● **WHAT NEEDS TO BE DONE**: Copy character for character everything from the start of the rows down to and including the line containing "negative clicks: (89, 276)". Leave the pictures out of your copy.

Rows from a data source:
————————

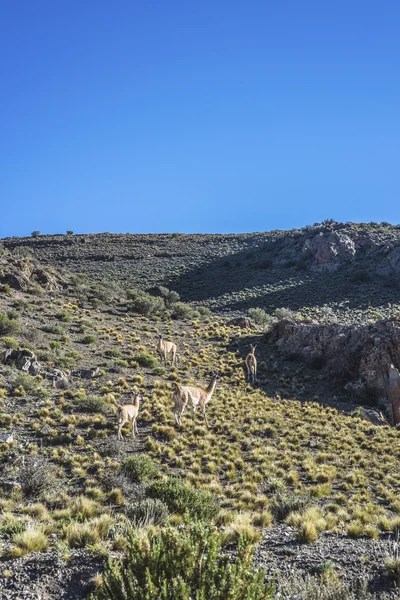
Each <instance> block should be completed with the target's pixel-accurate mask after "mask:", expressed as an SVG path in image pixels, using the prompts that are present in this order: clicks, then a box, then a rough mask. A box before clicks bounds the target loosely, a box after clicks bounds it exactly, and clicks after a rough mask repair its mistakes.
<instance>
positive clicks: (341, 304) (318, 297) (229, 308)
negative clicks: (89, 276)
mask: <svg viewBox="0 0 400 600" xmlns="http://www.w3.org/2000/svg"><path fill="white" fill-rule="evenodd" d="M3 244H4V246H5V247H6V248H8V249H10V250H11V251H12V252H13V253H17V254H18V253H21V252H31V253H33V254H34V255H35V256H37V257H38V258H39V259H40V260H41V261H44V262H46V263H48V264H52V265H55V266H57V267H66V268H68V269H69V270H71V271H73V272H79V273H88V274H90V276H91V277H92V278H95V279H97V280H102V281H104V280H105V281H108V282H113V283H115V282H119V283H120V284H121V285H123V286H124V287H125V288H129V287H139V288H144V289H148V288H151V287H153V286H155V285H160V284H167V285H168V286H169V287H171V288H173V289H176V290H177V291H178V292H179V293H180V294H181V296H182V298H183V300H185V301H191V302H201V303H203V304H206V305H207V306H209V307H211V308H213V309H214V310H217V311H222V312H225V313H229V314H233V315H240V314H243V313H245V312H246V311H247V310H248V308H250V307H252V306H262V307H264V308H267V309H274V308H277V307H283V306H284V307H288V308H291V309H294V310H299V309H302V310H304V309H307V308H313V307H314V308H315V307H316V306H324V305H331V306H332V307H333V308H334V309H335V311H337V312H338V313H340V314H341V315H342V317H343V318H349V317H351V318H350V320H351V321H357V320H360V319H361V320H363V318H369V314H368V313H370V312H371V310H375V311H376V310H380V311H383V313H385V314H386V313H387V311H388V306H389V304H393V303H396V302H397V300H398V298H399V287H398V281H397V278H398V275H399V274H400V228H399V227H398V226H392V225H389V224H384V223H382V224H380V225H379V224H374V223H369V224H354V223H345V224H342V223H335V222H326V223H324V224H316V225H315V226H312V227H311V226H310V227H306V228H304V229H299V230H292V231H272V232H266V233H254V234H240V235H202V234H198V235H184V234H157V235H156V234H148V235H134V234H110V233H104V234H95V235H46V236H39V237H37V238H17V237H15V238H7V239H4V240H3Z"/></svg>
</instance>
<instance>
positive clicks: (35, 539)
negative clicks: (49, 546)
mask: <svg viewBox="0 0 400 600" xmlns="http://www.w3.org/2000/svg"><path fill="white" fill-rule="evenodd" d="M13 542H14V544H15V546H16V549H11V552H12V554H14V556H16V557H19V556H25V554H29V553H30V552H44V551H45V550H47V548H48V547H49V538H48V537H47V536H46V534H45V533H43V531H41V530H40V529H37V528H34V527H32V528H30V529H26V530H25V531H23V532H22V533H16V534H15V535H14V537H13Z"/></svg>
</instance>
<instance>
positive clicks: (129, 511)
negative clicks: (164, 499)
mask: <svg viewBox="0 0 400 600" xmlns="http://www.w3.org/2000/svg"><path fill="white" fill-rule="evenodd" d="M168 514H169V513H168V507H167V506H166V504H164V502H162V501H161V500H158V498H145V499H144V500H140V501H139V502H136V503H135V504H131V505H130V506H129V507H128V509H127V511H126V515H127V517H128V519H129V520H130V521H131V523H132V524H133V525H134V526H135V527H146V526H147V525H161V523H165V521H166V520H167V519H168Z"/></svg>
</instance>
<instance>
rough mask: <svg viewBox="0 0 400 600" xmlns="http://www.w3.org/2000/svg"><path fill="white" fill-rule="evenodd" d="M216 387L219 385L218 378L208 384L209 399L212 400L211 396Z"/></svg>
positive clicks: (213, 391) (213, 379)
mask: <svg viewBox="0 0 400 600" xmlns="http://www.w3.org/2000/svg"><path fill="white" fill-rule="evenodd" d="M216 385H217V378H216V377H213V378H212V379H211V381H210V383H209V384H208V388H207V395H208V397H209V398H211V396H212V395H213V393H214V390H215V386H216Z"/></svg>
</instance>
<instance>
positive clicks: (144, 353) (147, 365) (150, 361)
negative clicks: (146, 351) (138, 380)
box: [133, 352, 158, 369]
mask: <svg viewBox="0 0 400 600" xmlns="http://www.w3.org/2000/svg"><path fill="white" fill-rule="evenodd" d="M133 360H135V361H136V362H137V363H138V364H139V365H140V366H141V367H148V368H149V369H155V368H156V367H158V360H157V359H156V357H155V356H152V355H151V354H148V352H141V353H140V354H136V355H135V356H134V358H133Z"/></svg>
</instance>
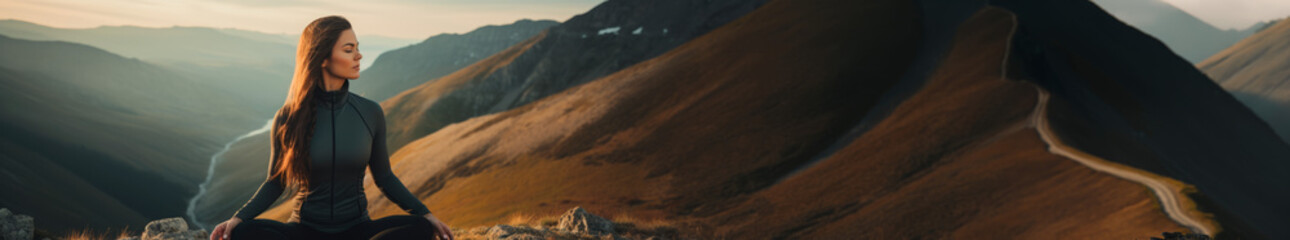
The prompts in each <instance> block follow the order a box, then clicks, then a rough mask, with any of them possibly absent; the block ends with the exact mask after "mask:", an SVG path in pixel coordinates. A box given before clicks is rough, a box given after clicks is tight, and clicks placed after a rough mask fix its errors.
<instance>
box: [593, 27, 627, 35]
mask: <svg viewBox="0 0 1290 240" xmlns="http://www.w3.org/2000/svg"><path fill="white" fill-rule="evenodd" d="M622 28H623V27H605V28H604V30H600V32H599V34H596V35H606V34H613V35H618V30H622Z"/></svg>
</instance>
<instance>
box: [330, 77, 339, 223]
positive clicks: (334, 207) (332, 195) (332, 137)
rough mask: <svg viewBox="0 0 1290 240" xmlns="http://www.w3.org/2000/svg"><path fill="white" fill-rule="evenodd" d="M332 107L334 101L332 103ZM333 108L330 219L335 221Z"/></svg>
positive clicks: (334, 187)
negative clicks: (331, 171) (331, 185)
mask: <svg viewBox="0 0 1290 240" xmlns="http://www.w3.org/2000/svg"><path fill="white" fill-rule="evenodd" d="M332 105H333V107H334V105H335V103H334V102H333V103H332ZM335 147H337V146H335V108H332V191H329V192H330V194H332V197H328V199H330V201H332V204H330V205H332V209H330V210H332V221H335Z"/></svg>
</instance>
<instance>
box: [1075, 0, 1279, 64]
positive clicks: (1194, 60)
mask: <svg viewBox="0 0 1290 240" xmlns="http://www.w3.org/2000/svg"><path fill="white" fill-rule="evenodd" d="M1093 3H1096V4H1098V6H1102V8H1103V9H1106V10H1107V12H1108V13H1111V14H1112V15H1115V17H1116V18H1118V19H1120V21H1124V22H1125V23H1129V25H1130V26H1134V27H1136V28H1138V30H1140V31H1143V32H1147V34H1148V35H1151V36H1155V37H1156V39H1158V40H1160V41H1164V43H1165V45H1167V46H1169V49H1171V50H1174V53H1176V54H1178V55H1180V57H1183V58H1184V59H1187V61H1189V62H1192V63H1198V62H1201V61H1205V58H1209V57H1210V55H1213V54H1214V53H1218V52H1219V50H1223V49H1225V48H1227V46H1231V45H1232V44H1236V41H1240V40H1241V39H1245V37H1246V36H1250V35H1253V34H1254V32H1255V31H1258V30H1259V28H1262V27H1263V26H1264V25H1267V23H1265V22H1260V23H1255V25H1253V26H1250V27H1246V28H1241V30H1219V28H1218V27H1214V26H1213V25H1209V23H1206V22H1204V21H1201V19H1200V18H1196V17H1195V15H1192V14H1188V13H1187V12H1183V10H1182V9H1178V8H1176V6H1174V5H1171V4H1169V3H1165V1H1164V0H1093Z"/></svg>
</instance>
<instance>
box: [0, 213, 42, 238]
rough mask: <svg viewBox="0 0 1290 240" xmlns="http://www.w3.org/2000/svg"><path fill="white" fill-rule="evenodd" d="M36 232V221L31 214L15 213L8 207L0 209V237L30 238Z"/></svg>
mask: <svg viewBox="0 0 1290 240" xmlns="http://www.w3.org/2000/svg"><path fill="white" fill-rule="evenodd" d="M35 234H36V223H35V221H34V219H31V215H22V214H13V213H12V212H9V209H8V208H4V209H0V239H6V240H8V239H21V240H28V239H32V237H35Z"/></svg>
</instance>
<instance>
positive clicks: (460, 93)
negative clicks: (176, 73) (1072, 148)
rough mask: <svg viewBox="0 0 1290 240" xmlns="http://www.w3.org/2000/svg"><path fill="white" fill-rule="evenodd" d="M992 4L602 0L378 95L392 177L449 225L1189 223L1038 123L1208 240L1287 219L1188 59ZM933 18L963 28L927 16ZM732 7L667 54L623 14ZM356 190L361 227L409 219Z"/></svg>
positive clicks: (709, 12)
mask: <svg viewBox="0 0 1290 240" xmlns="http://www.w3.org/2000/svg"><path fill="white" fill-rule="evenodd" d="M991 3H993V4H997V5H998V6H988V8H984V9H982V5H979V4H964V5H957V4H947V3H946V1H934V0H925V1H900V0H863V1H845V0H775V1H770V3H765V5H764V6H759V8H755V9H753V6H756V5H740V4H742V3H740V4H733V3H729V4H728V3H716V1H713V3H708V4H712V5H708V6H695V8H679V6H673V5H667V4H672V3H667V4H662V5H659V4H658V3H653V4H648V5H632V4H635V3H627V1H608V3H605V4H602V5H600V6H597V8H595V9H593V10H592V12H588V13H587V14H582V15H578V17H575V18H574V19H570V21H569V22H566V23H562V25H560V26H556V27H552V28H548V30H547V31H544V32H542V34H537V35H535V36H533V37H531V39H528V40H525V41H520V43H519V44H516V45H512V46H511V48H507V49H504V50H501V52H498V53H497V54H494V55H491V57H488V58H484V59H481V61H479V62H476V63H475V65H471V66H467V67H464V68H462V70H459V71H455V72H453V74H449V75H446V76H442V77H440V79H439V80H435V81H428V83H424V84H422V85H418V86H415V88H413V89H409V90H406V92H402V93H400V94H399V95H395V97H392V98H390V99H387V101H386V102H383V107H384V110H386V114H387V115H388V116H387V119H391V120H390V121H391V123H390V124H391V129H390V130H391V133H390V134H391V137H390V138H391V143H390V148H391V150H397V151H396V152H395V154H393V155H392V161H393V165H395V173H396V174H397V175H399V177H400V179H401V181H402V182H404V183H406V185H408V186H409V190H412V191H413V194H414V195H417V196H418V197H421V199H422V200H423V201H424V203H426V204H427V205H428V206H430V209H432V210H433V212H435V213H436V215H439V217H440V218H441V219H444V221H446V222H448V223H449V225H452V226H454V227H473V226H479V225H490V223H501V222H503V221H506V219H510V218H511V217H516V215H555V214H559V213H560V212H562V210H564V209H569V208H571V206H583V208H587V209H588V210H591V212H600V213H608V217H610V218H613V217H615V215H630V217H635V218H642V219H667V221H668V222H673V223H677V225H680V227H679V228H681V230H685V231H686V234H688V235H693V236H695V237H699V239H768V237H784V239H915V237H920V239H978V237H979V239H1067V237H1068V239H1121V237H1136V239H1144V237H1148V236H1156V235H1158V234H1160V232H1165V231H1189V230H1187V227H1184V226H1179V225H1178V223H1175V222H1174V221H1171V219H1170V218H1169V217H1167V215H1166V214H1165V213H1164V212H1162V209H1161V206H1160V204H1158V203H1157V200H1156V199H1155V196H1153V194H1152V192H1151V191H1149V190H1148V188H1146V187H1144V186H1142V185H1138V183H1134V182H1129V181H1125V179H1121V178H1117V177H1113V175H1109V174H1106V173H1100V172H1095V170H1091V169H1090V168H1087V166H1085V165H1081V164H1078V163H1076V161H1073V160H1071V159H1066V157H1062V156H1058V155H1053V154H1050V152H1049V151H1047V148H1049V146H1047V143H1046V142H1045V141H1044V139H1042V138H1041V137H1040V134H1038V132H1037V130H1036V129H1035V126H1033V124H1035V123H1036V119H1040V117H1044V119H1050V120H1051V121H1053V124H1054V125H1053V128H1054V129H1055V132H1057V133H1058V135H1059V137H1060V138H1062V139H1063V141H1064V142H1067V143H1069V145H1072V146H1073V147H1077V148H1080V150H1082V151H1086V152H1091V154H1093V155H1096V156H1100V157H1104V159H1108V160H1112V161H1117V163H1122V164H1125V165H1130V166H1134V168H1138V169H1144V170H1149V172H1153V173H1158V174H1161V175H1166V177H1170V178H1174V179H1179V181H1183V182H1186V183H1191V185H1193V186H1195V188H1197V190H1198V191H1200V194H1196V195H1192V196H1191V197H1195V199H1196V201H1198V203H1200V209H1201V210H1204V212H1207V213H1214V214H1215V219H1216V221H1218V222H1219V225H1222V227H1223V234H1220V235H1219V236H1223V237H1253V239H1258V237H1262V235H1260V231H1271V230H1275V228H1267V227H1268V226H1278V225H1281V222H1278V221H1284V219H1277V218H1275V217H1276V215H1285V214H1282V213H1285V208H1286V206H1284V205H1276V204H1275V201H1276V200H1278V199H1285V197H1286V196H1284V195H1285V192H1290V191H1286V188H1285V187H1286V186H1282V185H1280V183H1281V182H1286V179H1284V177H1281V175H1278V173H1281V172H1286V170H1290V169H1286V166H1285V165H1284V164H1285V163H1284V161H1278V160H1284V159H1287V156H1290V154H1287V152H1290V151H1286V150H1287V146H1286V145H1285V143H1284V142H1280V141H1277V139H1276V137H1275V135H1272V134H1271V133H1269V132H1271V130H1269V129H1268V128H1267V126H1265V125H1262V124H1260V121H1259V120H1258V119H1256V117H1255V116H1254V115H1253V114H1251V112H1249V111H1247V110H1245V108H1244V107H1241V105H1240V103H1237V102H1236V101H1235V99H1233V98H1232V97H1231V95H1228V94H1227V93H1225V92H1223V90H1222V89H1220V88H1218V86H1216V85H1214V84H1213V83H1210V80H1209V79H1206V77H1204V75H1200V72H1198V71H1196V70H1195V68H1192V67H1191V66H1189V63H1187V61H1184V59H1182V58H1180V57H1178V55H1176V54H1174V53H1173V52H1170V50H1169V48H1166V46H1165V45H1164V44H1161V43H1160V41H1157V40H1155V39H1153V37H1151V36H1148V35H1146V34H1143V32H1140V31H1136V30H1134V28H1131V27H1129V26H1126V25H1124V23H1122V22H1120V21H1117V19H1115V18H1112V17H1111V15H1109V14H1107V13H1106V12H1103V10H1102V9H1099V8H1098V6H1096V5H1093V4H1091V3H1089V1H1084V0H1027V1H1022V0H1018V1H998V0H996V1H991ZM679 5H685V4H679ZM759 5H760V4H759ZM947 5H953V6H956V8H970V9H962V12H966V13H974V14H971V17H970V18H967V17H966V14H965V17H964V18H966V19H947V18H948V17H946V15H939V14H938V15H931V14H937V13H944V12H935V10H929V6H947ZM627 6H633V8H627ZM636 6H639V8H636ZM746 8H747V9H748V10H749V12H747V14H733V15H735V17H738V15H742V17H738V18H735V17H730V18H729V19H730V21H728V22H726V23H724V25H716V26H711V28H710V30H711V31H707V30H704V31H702V32H693V35H691V36H689V37H677V39H673V40H668V37H672V36H671V34H676V32H677V30H676V28H672V27H666V30H668V31H666V34H664V31H659V32H658V34H663V35H664V36H651V35H650V30H651V28H655V27H650V26H651V23H654V22H651V21H639V19H637V17H639V18H640V19H655V15H667V17H676V18H681V19H685V18H689V17H686V15H708V18H699V19H721V17H722V15H731V10H730V9H746ZM660 9H667V10H660ZM679 9H691V10H693V9H699V10H693V12H688V13H676V12H677V10H679ZM719 9H720V10H719ZM610 13H613V14H610ZM960 13H961V12H953V14H960ZM695 18H698V17H695ZM591 19H595V21H591ZM658 21H664V22H666V19H664V18H658ZM633 22H636V23H635V25H633ZM690 22H702V21H690ZM712 22H717V21H712ZM926 22H937V23H935V25H926ZM944 25H952V27H947V26H944ZM673 26H675V25H673ZM691 26H693V25H691ZM700 26H702V25H700ZM637 28H639V30H640V31H636V30H637ZM928 28H937V30H938V31H928ZM942 28H951V30H955V31H953V32H942V31H939V30H942ZM659 30H664V28H659ZM633 32H639V34H633ZM681 32H684V31H681ZM583 36H586V37H583ZM929 36H935V37H952V39H935V40H929V39H926V37H929ZM597 37H600V39H597ZM651 37H657V39H651ZM672 41H676V43H675V44H676V45H672V46H667V44H659V43H672ZM926 43H944V44H946V45H947V46H943V48H942V46H934V45H935V44H926ZM651 44H657V45H651ZM645 46H648V48H645ZM664 46H667V48H664ZM928 48H938V49H928ZM641 49H645V50H641ZM654 50H657V54H655V55H649V54H642V53H650V52H654ZM922 53H926V54H922ZM637 54H640V55H637ZM606 55H610V57H606ZM925 57H928V58H934V61H933V62H922V59H924V58H925ZM632 59H635V61H636V62H632ZM921 65H926V66H921ZM920 66H921V67H920ZM615 67H617V68H615ZM915 71H916V72H915ZM588 72H590V74H588ZM596 72H600V74H596ZM908 77H912V79H913V81H915V83H912V84H911V83H904V80H906V79H908ZM903 88H909V89H903ZM894 92H897V93H894ZM1041 93H1051V94H1050V95H1051V102H1050V103H1047V105H1042V106H1046V107H1049V108H1050V111H1046V112H1036V111H1037V110H1038V107H1040V103H1041V101H1040V95H1042V94H1041ZM886 106H890V110H889V111H875V110H876V108H880V107H886ZM871 112H880V114H881V117H877V119H876V120H875V121H873V123H871V124H872V126H871V128H863V129H862V130H860V132H859V133H857V134H855V135H851V133H849V130H854V129H857V123H863V121H862V119H867V117H868V116H877V115H873V114H871ZM1202 126H1204V128H1202ZM266 139H267V138H266ZM400 141H401V142H400ZM254 145H267V143H266V142H259V143H254ZM400 146H401V147H400ZM833 146H838V147H837V148H836V151H833V148H832V147H833ZM264 155H267V152H266V154H264ZM817 159H820V160H819V161H814V160H817ZM264 160H266V159H263V157H261V160H259V161H257V163H241V164H243V165H250V166H255V168H258V169H263V168H259V166H262V165H264ZM261 174H263V173H261ZM254 179H257V182H258V181H259V179H262V178H254ZM245 190H246V191H248V192H249V191H253V190H252V187H245ZM365 190H366V196H368V200H369V203H370V204H369V206H370V212H372V217H374V218H379V217H384V215H391V214H401V213H404V212H402V210H401V209H399V208H397V206H396V205H395V204H392V203H390V201H388V200H387V199H384V196H383V195H382V194H381V192H379V190H378V188H377V187H375V186H374V185H373V183H370V182H368V183H365ZM240 203H241V201H236V204H240ZM292 205H294V204H292V203H284V204H280V205H277V206H275V208H273V209H271V210H270V212H266V213H264V214H263V215H261V218H272V219H280V221H281V219H286V218H288V215H289V214H290V213H289V210H290V208H289V206H292ZM1259 210H1263V213H1260V212H1259ZM1018 236H1027V237H1018Z"/></svg>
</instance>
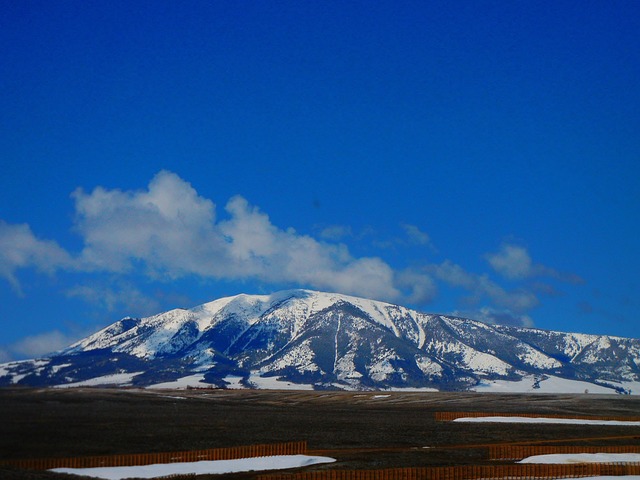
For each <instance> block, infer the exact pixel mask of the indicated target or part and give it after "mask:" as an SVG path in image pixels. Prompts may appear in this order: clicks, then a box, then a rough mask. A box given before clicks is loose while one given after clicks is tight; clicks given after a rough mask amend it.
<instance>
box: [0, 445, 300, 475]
mask: <svg viewBox="0 0 640 480" xmlns="http://www.w3.org/2000/svg"><path fill="white" fill-rule="evenodd" d="M305 453H307V442H306V441H302V442H287V443H270V444H265V445H248V446H243V447H227V448H211V449H208V450H189V451H179V452H162V453H134V454H125V455H104V456H95V457H74V458H36V459H16V460H0V465H6V466H12V467H16V468H22V469H27V470H49V469H51V468H65V467H66V468H94V467H123V466H127V467H130V466H134V465H152V464H154V463H176V462H199V461H201V460H233V459H237V458H250V457H271V456H274V455H302V454H305Z"/></svg>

————————

● **RESULT FOR THIS EXERCISE**:
Each <instance> block should be completed with the target's pixel-accurate mask after "mask:", expressed as an SVG path in image pixels, using the prompts that are present in this order: clicks, then a box, then a rough mask. A box before clicks bounds the target loosely, a box after clicks bounds it exactly, and clicks after a rough mask repair its mistakes.
<instance>
positive clicks: (341, 304) (318, 297) (229, 308)
negative clicks: (89, 276)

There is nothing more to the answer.